- [What is asked]
How many lines in the listing below contain the string "pepper", with case counting? Give only the number.

- [Exercise input]

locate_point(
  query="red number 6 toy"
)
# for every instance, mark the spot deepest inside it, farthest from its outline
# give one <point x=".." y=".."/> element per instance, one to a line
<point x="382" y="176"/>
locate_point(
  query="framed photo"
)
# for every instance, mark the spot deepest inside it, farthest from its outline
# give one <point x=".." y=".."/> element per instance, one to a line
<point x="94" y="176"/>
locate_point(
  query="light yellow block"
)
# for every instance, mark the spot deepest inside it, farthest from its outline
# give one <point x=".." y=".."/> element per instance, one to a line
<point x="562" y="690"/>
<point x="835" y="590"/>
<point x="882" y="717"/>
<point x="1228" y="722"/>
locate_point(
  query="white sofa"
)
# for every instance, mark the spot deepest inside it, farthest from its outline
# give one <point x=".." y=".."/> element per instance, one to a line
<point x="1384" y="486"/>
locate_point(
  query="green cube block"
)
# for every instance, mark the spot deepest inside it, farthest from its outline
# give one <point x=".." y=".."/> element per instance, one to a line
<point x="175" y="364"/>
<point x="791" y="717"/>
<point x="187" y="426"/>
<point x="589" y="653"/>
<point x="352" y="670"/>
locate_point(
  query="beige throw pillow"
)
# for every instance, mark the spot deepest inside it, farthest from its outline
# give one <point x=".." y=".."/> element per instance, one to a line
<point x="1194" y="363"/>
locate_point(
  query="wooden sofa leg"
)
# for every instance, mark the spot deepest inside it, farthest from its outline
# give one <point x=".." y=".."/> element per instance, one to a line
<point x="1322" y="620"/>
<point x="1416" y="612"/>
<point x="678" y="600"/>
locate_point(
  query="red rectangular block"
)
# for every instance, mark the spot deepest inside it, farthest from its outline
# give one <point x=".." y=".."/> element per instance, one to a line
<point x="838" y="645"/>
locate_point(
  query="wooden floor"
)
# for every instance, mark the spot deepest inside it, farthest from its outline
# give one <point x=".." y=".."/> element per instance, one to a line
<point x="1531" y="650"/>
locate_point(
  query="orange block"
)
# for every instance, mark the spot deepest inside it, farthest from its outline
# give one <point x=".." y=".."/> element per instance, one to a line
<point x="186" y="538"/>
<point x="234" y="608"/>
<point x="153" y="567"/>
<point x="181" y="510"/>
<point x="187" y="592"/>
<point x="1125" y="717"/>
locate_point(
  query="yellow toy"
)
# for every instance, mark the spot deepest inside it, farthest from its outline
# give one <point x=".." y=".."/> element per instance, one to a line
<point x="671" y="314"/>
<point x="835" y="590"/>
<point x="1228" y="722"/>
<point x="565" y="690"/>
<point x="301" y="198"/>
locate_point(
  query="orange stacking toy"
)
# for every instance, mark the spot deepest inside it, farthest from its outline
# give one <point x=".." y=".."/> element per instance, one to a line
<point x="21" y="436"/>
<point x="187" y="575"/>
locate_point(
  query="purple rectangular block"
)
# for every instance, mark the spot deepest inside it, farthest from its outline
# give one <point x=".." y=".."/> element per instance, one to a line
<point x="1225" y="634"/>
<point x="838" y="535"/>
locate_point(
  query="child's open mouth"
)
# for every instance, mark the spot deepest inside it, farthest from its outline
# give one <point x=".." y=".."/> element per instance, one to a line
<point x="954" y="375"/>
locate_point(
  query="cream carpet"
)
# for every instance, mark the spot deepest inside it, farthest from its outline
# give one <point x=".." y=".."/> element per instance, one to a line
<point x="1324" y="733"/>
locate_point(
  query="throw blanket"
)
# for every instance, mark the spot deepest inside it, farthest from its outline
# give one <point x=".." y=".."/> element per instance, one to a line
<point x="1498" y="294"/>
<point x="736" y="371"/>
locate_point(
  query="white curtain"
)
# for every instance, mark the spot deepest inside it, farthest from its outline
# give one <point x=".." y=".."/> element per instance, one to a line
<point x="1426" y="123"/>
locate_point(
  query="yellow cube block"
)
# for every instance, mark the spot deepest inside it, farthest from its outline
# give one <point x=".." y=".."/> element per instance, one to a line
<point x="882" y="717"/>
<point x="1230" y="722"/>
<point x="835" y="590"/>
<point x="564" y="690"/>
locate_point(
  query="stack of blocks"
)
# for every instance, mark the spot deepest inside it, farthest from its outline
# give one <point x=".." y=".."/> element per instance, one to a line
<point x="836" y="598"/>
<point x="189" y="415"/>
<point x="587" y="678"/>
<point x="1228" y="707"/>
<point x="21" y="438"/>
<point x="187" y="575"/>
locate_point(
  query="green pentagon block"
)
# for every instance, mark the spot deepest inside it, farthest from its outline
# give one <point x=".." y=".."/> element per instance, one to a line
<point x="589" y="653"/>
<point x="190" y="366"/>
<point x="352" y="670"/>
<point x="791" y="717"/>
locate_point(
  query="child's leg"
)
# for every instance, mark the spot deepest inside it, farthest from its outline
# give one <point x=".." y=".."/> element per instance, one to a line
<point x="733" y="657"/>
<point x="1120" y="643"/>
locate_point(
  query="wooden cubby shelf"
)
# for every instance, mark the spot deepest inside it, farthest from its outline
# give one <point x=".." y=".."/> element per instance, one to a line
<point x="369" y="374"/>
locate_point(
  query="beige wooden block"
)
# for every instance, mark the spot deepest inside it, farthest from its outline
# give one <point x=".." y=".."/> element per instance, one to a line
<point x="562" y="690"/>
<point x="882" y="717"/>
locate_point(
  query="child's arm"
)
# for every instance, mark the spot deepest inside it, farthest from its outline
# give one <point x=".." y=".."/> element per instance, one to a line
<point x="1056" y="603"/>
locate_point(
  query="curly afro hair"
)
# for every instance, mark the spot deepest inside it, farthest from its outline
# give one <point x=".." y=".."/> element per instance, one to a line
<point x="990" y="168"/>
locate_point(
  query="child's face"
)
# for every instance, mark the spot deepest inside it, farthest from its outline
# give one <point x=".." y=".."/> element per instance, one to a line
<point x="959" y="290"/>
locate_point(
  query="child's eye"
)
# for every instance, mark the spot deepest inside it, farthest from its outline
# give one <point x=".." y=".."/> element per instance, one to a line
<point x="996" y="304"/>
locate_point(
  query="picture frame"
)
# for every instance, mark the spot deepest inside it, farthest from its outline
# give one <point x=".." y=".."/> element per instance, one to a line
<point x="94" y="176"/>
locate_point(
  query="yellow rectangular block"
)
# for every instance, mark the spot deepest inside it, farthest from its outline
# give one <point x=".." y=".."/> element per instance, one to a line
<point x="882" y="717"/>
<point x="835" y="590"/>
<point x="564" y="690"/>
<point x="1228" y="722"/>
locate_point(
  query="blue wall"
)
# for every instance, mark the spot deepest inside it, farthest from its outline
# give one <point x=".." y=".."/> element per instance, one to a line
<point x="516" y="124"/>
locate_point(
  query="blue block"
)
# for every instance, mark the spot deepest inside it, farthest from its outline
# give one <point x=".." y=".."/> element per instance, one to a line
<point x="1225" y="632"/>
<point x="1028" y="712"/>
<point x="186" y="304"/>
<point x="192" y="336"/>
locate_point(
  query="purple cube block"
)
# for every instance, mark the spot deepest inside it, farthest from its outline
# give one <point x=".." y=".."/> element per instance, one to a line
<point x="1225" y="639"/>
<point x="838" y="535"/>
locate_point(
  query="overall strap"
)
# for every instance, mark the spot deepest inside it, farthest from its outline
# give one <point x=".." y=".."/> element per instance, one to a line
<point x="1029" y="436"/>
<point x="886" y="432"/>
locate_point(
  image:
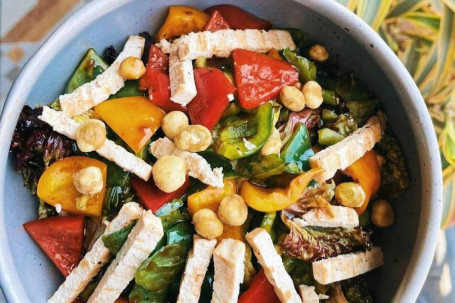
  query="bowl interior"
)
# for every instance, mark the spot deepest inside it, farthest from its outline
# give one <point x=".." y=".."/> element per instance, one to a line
<point x="110" y="22"/>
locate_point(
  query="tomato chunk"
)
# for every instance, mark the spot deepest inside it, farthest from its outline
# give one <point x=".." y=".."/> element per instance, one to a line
<point x="216" y="22"/>
<point x="259" y="78"/>
<point x="238" y="18"/>
<point x="61" y="239"/>
<point x="151" y="197"/>
<point x="260" y="290"/>
<point x="211" y="100"/>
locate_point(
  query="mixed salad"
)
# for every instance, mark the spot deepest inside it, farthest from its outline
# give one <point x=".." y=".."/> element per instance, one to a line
<point x="220" y="160"/>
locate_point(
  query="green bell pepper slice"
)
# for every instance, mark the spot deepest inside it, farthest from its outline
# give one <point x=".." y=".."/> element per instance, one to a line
<point x="231" y="142"/>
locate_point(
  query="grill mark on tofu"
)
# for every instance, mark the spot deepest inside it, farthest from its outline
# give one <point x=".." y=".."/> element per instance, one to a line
<point x="110" y="150"/>
<point x="95" y="259"/>
<point x="348" y="150"/>
<point x="198" y="167"/>
<point x="273" y="266"/>
<point x="345" y="217"/>
<point x="140" y="243"/>
<point x="109" y="82"/>
<point x="228" y="258"/>
<point x="347" y="266"/>
<point x="195" y="269"/>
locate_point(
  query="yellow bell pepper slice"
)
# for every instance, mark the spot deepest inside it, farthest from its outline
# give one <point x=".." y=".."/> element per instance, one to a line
<point x="182" y="20"/>
<point x="56" y="185"/>
<point x="275" y="199"/>
<point x="367" y="173"/>
<point x="211" y="196"/>
<point x="134" y="119"/>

- [Correct result]
2